+++ Task input +++
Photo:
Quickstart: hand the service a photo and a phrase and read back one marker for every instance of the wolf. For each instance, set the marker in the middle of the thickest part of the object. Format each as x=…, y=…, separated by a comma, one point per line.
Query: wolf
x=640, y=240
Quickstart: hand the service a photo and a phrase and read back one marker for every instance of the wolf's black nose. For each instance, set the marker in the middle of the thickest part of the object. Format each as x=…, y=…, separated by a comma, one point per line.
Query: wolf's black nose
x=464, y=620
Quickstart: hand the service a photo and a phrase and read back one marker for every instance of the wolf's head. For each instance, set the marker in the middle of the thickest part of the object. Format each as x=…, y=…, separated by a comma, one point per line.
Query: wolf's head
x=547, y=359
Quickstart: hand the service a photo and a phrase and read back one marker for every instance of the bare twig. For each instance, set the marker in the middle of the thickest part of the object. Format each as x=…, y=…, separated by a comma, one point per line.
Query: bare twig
+++
| Problem details |
Set down the records above once more, exactly as they stand.

| Solution below |
Photo:
Quickstart: hand the service a photo and a phrase and read back one marker for every instance of the wolf. For each instance, set the marker in the middle of the thickest part of the object. Format each as x=…, y=…, separated by a comma, one point per line.
Query: wolf
x=640, y=240
Quickstart: hand the service a photo and a phrase and read back one marker for every instance of the wolf's black nose. For each instance, set the marker in the middle of the thickest part of the object. Format each as x=…, y=…, separated by a comma, one point per line.
Query: wolf's black nose
x=464, y=620
Quickstart: hand the service a photo and a phrase and read back one marker for every instance of the wolf's head. For each instance, set the marker in the middle of the thickest part of the object. Format each as x=…, y=…, separated by a comma, one point per line.
Query: wolf's head
x=547, y=359
Quickstart: hand the service a photo and a phrase and read back one marker for every instance of the bare twig. For each instance, set the marker in the middle of the thickest part of the object. Format each as x=…, y=…, separated by a comma, one point per line.
Query: bare twig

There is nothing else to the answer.